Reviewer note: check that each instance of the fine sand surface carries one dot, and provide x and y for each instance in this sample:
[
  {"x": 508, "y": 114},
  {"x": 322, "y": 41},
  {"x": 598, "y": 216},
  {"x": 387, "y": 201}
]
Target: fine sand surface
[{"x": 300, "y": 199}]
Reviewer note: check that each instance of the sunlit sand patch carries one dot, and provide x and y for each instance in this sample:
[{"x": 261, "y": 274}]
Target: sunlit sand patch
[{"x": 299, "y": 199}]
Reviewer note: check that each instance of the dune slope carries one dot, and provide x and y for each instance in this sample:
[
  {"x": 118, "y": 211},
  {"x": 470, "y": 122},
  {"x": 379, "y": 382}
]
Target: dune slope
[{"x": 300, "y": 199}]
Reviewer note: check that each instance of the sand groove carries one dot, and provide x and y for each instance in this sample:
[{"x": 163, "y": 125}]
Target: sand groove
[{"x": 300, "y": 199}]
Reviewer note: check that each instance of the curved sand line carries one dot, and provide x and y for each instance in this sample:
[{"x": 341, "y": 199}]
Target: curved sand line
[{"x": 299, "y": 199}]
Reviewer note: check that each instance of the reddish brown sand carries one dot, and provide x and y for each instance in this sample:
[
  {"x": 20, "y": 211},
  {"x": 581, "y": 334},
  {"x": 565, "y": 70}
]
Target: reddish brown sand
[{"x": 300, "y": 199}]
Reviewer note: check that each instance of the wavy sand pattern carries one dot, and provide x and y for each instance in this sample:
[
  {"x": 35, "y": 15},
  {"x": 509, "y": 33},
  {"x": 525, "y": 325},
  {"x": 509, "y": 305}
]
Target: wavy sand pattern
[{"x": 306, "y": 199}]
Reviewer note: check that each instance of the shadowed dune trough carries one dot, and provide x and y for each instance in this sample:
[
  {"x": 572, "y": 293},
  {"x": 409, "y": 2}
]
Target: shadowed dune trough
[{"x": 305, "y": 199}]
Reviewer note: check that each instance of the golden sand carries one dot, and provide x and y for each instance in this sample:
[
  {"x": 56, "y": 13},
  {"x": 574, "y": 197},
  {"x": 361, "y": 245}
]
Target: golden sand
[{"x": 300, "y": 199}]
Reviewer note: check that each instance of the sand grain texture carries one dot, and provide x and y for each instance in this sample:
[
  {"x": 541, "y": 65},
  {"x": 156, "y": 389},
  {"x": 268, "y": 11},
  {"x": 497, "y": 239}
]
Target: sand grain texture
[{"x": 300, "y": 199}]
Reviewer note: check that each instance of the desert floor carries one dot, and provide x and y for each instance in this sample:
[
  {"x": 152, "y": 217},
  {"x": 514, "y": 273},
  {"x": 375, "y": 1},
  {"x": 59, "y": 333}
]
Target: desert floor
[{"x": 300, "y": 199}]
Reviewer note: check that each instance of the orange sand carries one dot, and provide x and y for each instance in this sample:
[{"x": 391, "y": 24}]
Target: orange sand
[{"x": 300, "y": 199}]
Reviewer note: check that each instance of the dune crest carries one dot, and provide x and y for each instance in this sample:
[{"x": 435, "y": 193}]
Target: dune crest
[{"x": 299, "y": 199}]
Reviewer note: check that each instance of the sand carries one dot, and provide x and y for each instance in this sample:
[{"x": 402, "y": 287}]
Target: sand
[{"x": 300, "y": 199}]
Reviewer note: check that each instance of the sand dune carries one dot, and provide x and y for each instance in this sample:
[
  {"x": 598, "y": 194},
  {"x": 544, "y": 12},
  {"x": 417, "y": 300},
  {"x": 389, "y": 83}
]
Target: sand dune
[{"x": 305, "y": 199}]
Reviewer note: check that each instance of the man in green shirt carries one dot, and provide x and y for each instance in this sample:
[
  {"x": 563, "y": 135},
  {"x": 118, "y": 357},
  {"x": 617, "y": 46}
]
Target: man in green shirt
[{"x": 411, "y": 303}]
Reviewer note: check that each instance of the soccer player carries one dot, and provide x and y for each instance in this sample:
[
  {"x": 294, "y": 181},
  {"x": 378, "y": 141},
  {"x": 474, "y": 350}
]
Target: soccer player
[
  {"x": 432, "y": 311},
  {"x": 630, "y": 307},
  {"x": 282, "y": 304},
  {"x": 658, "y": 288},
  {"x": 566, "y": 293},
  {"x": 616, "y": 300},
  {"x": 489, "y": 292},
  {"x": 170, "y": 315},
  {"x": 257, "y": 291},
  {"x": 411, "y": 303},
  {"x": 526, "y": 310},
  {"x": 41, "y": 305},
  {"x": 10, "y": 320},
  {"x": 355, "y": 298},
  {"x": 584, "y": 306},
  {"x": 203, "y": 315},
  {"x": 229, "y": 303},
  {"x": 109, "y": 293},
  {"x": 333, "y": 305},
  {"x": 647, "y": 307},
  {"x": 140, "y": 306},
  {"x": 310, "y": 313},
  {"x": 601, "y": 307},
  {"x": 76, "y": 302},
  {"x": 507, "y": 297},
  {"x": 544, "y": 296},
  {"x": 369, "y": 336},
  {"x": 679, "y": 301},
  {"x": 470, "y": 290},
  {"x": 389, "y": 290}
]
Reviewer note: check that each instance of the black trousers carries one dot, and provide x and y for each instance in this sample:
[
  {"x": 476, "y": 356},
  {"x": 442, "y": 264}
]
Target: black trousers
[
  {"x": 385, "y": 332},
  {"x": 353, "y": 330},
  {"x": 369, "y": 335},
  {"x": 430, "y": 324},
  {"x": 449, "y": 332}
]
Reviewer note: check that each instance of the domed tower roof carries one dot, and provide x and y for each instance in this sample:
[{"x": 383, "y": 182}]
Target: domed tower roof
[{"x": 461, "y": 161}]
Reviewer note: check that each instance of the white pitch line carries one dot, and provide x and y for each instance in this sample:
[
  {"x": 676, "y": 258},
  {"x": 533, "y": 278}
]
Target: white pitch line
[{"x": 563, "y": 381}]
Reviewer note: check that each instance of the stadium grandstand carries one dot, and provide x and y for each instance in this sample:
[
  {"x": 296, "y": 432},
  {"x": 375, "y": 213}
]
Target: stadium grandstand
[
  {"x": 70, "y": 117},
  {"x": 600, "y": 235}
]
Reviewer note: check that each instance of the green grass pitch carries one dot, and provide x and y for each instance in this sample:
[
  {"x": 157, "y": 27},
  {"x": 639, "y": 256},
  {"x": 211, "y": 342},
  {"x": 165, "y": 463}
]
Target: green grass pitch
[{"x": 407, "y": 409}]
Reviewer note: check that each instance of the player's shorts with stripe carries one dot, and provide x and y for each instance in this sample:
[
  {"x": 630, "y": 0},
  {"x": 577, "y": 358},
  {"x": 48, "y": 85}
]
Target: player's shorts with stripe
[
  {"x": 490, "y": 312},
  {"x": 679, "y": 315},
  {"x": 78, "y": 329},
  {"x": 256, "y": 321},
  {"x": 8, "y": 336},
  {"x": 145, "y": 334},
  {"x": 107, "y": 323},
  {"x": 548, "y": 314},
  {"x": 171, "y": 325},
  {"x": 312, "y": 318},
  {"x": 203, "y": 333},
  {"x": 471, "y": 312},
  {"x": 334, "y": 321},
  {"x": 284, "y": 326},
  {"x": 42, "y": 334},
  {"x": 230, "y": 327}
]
+ + + +
### Your goal
Put every line of the entries above into a JSON array of strings, one string per line, with blank lines left out.

### Answer below
[
  "Reviewer note: check that each instance of the fine sand surface carries one dot, and provide x and y for each instance in this sample:",
  "[",
  "  {\"x\": 508, \"y\": 114},",
  "  {\"x\": 322, \"y\": 41},",
  "  {\"x\": 598, \"y\": 216},",
  "  {\"x\": 387, \"y\": 201}",
  "]",
  "Target: fine sand surface",
  "[{\"x\": 300, \"y\": 199}]",
  "Reviewer note: check that each instance of the sunlit sand patch carries one dot, and provide x and y for each instance in this sample:",
  "[{\"x\": 261, \"y\": 274}]",
  "Target: sunlit sand patch",
  "[{\"x\": 299, \"y\": 199}]",
  "Reviewer note: check that each instance of the dune slope carries one dot, and provide x and y for each instance in this sample:",
  "[",
  "  {\"x\": 118, \"y\": 211},",
  "  {\"x\": 470, \"y\": 122},",
  "  {\"x\": 379, \"y\": 382}",
  "]",
  "Target: dune slope",
  "[{\"x\": 300, \"y\": 199}]",
  "Reviewer note: check that each instance of the sand groove carries one dot, and provide x and y for each instance in this sample:",
  "[{\"x\": 163, \"y\": 125}]",
  "Target: sand groove",
  "[{\"x\": 300, \"y\": 199}]",
  "Reviewer note: check that each instance of the curved sand line carries one dot, and provide x and y for each instance in this sample:",
  "[{\"x\": 341, \"y\": 199}]",
  "Target: curved sand line",
  "[{\"x\": 299, \"y\": 199}]",
  "Reviewer note: check that each instance of the reddish brown sand carries one dot, and provide x and y for each instance in this sample:",
  "[",
  "  {\"x\": 20, \"y\": 211},",
  "  {\"x\": 581, \"y\": 334},",
  "  {\"x\": 565, \"y\": 70}",
  "]",
  "Target: reddish brown sand",
  "[{\"x\": 300, \"y\": 199}]",
  "Reviewer note: check that each instance of the wavy sand pattern carries one dot, and provide x and y for each instance in this sample:",
  "[",
  "  {\"x\": 35, \"y\": 15},",
  "  {\"x\": 509, \"y\": 33},",
  "  {\"x\": 525, \"y\": 325},",
  "  {\"x\": 509, \"y\": 305}",
  "]",
  "Target: wavy sand pattern",
  "[{\"x\": 306, \"y\": 199}]",
  "Reviewer note: check that each instance of the shadowed dune trough carries one dot, and provide x and y for each instance in this sample:",
  "[",
  "  {\"x\": 572, \"y\": 293},",
  "  {\"x\": 409, \"y\": 2}",
  "]",
  "Target: shadowed dune trough",
  "[{\"x\": 305, \"y\": 199}]",
  "Reviewer note: check that each instance of the golden sand carries one dot, and provide x and y for each instance in this sample:",
  "[",
  "  {\"x\": 56, \"y\": 13},",
  "  {\"x\": 574, \"y\": 197},",
  "  {\"x\": 361, \"y\": 245}",
  "]",
  "Target: golden sand",
  "[{\"x\": 300, \"y\": 199}]",
  "Reviewer note: check that each instance of the sand grain texture carries one dot, and provide x and y for each instance in this sample:",
  "[",
  "  {\"x\": 541, \"y\": 65},",
  "  {\"x\": 156, \"y\": 389},",
  "  {\"x\": 268, \"y\": 11},",
  "  {\"x\": 497, \"y\": 239}",
  "]",
  "Target: sand grain texture",
  "[{\"x\": 300, \"y\": 199}]",
  "Reviewer note: check that each instance of the desert floor carries one dot, and provide x and y for each instance in this sample:",
  "[",
  "  {\"x\": 152, \"y\": 217},",
  "  {\"x\": 514, \"y\": 273},",
  "  {\"x\": 375, \"y\": 1},",
  "  {\"x\": 59, \"y\": 333}",
  "]",
  "Target: desert floor",
  "[{\"x\": 300, \"y\": 199}]",
  "Reviewer note: check that each instance of the orange sand carries one dot, and provide x and y for each instance in this sample:",
  "[{\"x\": 391, \"y\": 24}]",
  "Target: orange sand",
  "[{\"x\": 300, \"y\": 199}]",
  "Reviewer note: check that each instance of the dune crest carries one dot, and provide x and y for each instance in this sample:",
  "[{\"x\": 435, \"y\": 193}]",
  "Target: dune crest",
  "[{\"x\": 299, \"y\": 199}]",
  "Reviewer note: check that each instance of the sand carries one dot, and provide x and y for each instance in this sample:",
  "[{\"x\": 402, \"y\": 287}]",
  "Target: sand",
  "[{\"x\": 300, \"y\": 199}]",
  "Reviewer note: check that each instance of the sand dune carries one dot, and provide x and y for each instance in this sample:",
  "[",
  "  {\"x\": 598, \"y\": 194},",
  "  {\"x\": 544, \"y\": 12},",
  "  {\"x\": 417, \"y\": 300},",
  "  {\"x\": 389, \"y\": 83}",
  "]",
  "Target: sand dune",
  "[{\"x\": 305, \"y\": 199}]",
  "Reviewer note: check that each instance of the man in green shirt carries one dot, and provide x and y for each instance in this sample:",
  "[",
  "  {\"x\": 563, \"y\": 135},",
  "  {\"x\": 118, \"y\": 357},",
  "  {\"x\": 617, \"y\": 46}",
  "]",
  "Target: man in green shirt",
  "[{\"x\": 411, \"y\": 303}]",
  "Reviewer note: check that each instance of the soccer player carries one dot, and provide x and y for each instance in this sample:",
  "[",
  "  {\"x\": 294, \"y\": 181},",
  "  {\"x\": 378, \"y\": 141},",
  "  {\"x\": 474, \"y\": 350}",
  "]",
  "Target: soccer player",
  "[",
  "  {\"x\": 432, \"y\": 311},",
  "  {\"x\": 630, \"y\": 307},",
  "  {\"x\": 282, \"y\": 304},",
  "  {\"x\": 658, \"y\": 288},",
  "  {\"x\": 566, \"y\": 293},",
  "  {\"x\": 616, \"y\": 300},",
  "  {\"x\": 489, \"y\": 292},",
  "  {\"x\": 170, \"y\": 315},",
  "  {\"x\": 257, \"y\": 291},",
  "  {\"x\": 411, \"y\": 303},",
  "  {\"x\": 526, \"y\": 310},",
  "  {\"x\": 41, \"y\": 305},",
  "  {\"x\": 10, \"y\": 320},",
  "  {\"x\": 355, \"y\": 298},",
  "  {\"x\": 584, \"y\": 306},",
  "  {\"x\": 203, \"y\": 315},",
  "  {\"x\": 229, \"y\": 303},",
  "  {\"x\": 109, \"y\": 293},",
  "  {\"x\": 333, \"y\": 305},",
  "  {\"x\": 647, \"y\": 307},",
  "  {\"x\": 140, \"y\": 306},",
  "  {\"x\": 310, \"y\": 313},",
  "  {\"x\": 601, \"y\": 307},",
  "  {\"x\": 76, \"y\": 302},",
  "  {\"x\": 507, \"y\": 297},",
  "  {\"x\": 544, \"y\": 296},",
  "  {\"x\": 369, \"y\": 336},",
  "  {\"x\": 679, \"y\": 301},",
  "  {\"x\": 470, \"y\": 290},",
  "  {\"x\": 389, \"y\": 290}",
  "]",
  "Reviewer note: check that each instance of the black trousers carries one dot, and provide x and y for each instance in this sample:",
  "[",
  "  {\"x\": 476, \"y\": 356},",
  "  {\"x\": 442, \"y\": 264}",
  "]",
  "Target: black trousers",
  "[",
  "  {\"x\": 385, \"y\": 332},",
  "  {\"x\": 353, \"y\": 330},",
  "  {\"x\": 369, \"y\": 335},",
  "  {\"x\": 430, \"y\": 324},",
  "  {\"x\": 449, \"y\": 332}",
  "]",
  "Reviewer note: check that each instance of the domed tower roof carries one dot, and provide x and y for each instance in this sample:",
  "[{\"x\": 383, \"y\": 182}]",
  "Target: domed tower roof",
  "[{\"x\": 461, \"y\": 161}]",
  "Reviewer note: check that each instance of the white pitch line carries one dot, and provide x and y for each instance in this sample:",
  "[",
  "  {\"x\": 676, \"y\": 258},",
  "  {\"x\": 533, \"y\": 278}",
  "]",
  "Target: white pitch line",
  "[{\"x\": 563, \"y\": 381}]",
  "Reviewer note: check that each instance of the stadium grandstand carries one dot, and provide x and y for each instance in this sample:",
  "[",
  "  {\"x\": 296, \"y\": 432},",
  "  {\"x\": 375, \"y\": 213}",
  "]",
  "Target: stadium grandstand",
  "[",
  "  {\"x\": 70, \"y\": 117},",
  "  {\"x\": 600, \"y\": 235}",
  "]",
  "Reviewer note: check that each instance of the green grass pitch carries one dot, and provide x and y for each instance in this sample:",
  "[",
  "  {\"x\": 157, \"y\": 27},",
  "  {\"x\": 639, \"y\": 256},",
  "  {\"x\": 211, \"y\": 342},",
  "  {\"x\": 165, \"y\": 463}",
  "]",
  "Target: green grass pitch",
  "[{\"x\": 407, \"y\": 409}]",
  "Reviewer note: check that each instance of the player's shorts with stripe carries one dot, and provide x and y for each instance in this sample:",
  "[",
  "  {\"x\": 630, \"y\": 0},",
  "  {\"x\": 577, \"y\": 358},",
  "  {\"x\": 48, \"y\": 85}",
  "]",
  "Target: player's shorts with stripe",
  "[",
  "  {\"x\": 490, \"y\": 312},",
  "  {\"x\": 679, \"y\": 315},",
  "  {\"x\": 78, \"y\": 329},",
  "  {\"x\": 256, \"y\": 321},",
  "  {\"x\": 8, \"y\": 336},",
  "  {\"x\": 145, \"y\": 334},",
  "  {\"x\": 107, \"y\": 323},",
  "  {\"x\": 548, \"y\": 314},",
  "  {\"x\": 171, \"y\": 325},",
  "  {\"x\": 312, \"y\": 318},",
  "  {\"x\": 203, \"y\": 333},",
  "  {\"x\": 471, \"y\": 312},",
  "  {\"x\": 334, \"y\": 321},",
  "  {\"x\": 284, \"y\": 326},",
  "  {\"x\": 42, \"y\": 334},",
  "  {\"x\": 230, \"y\": 327}",
  "]"
]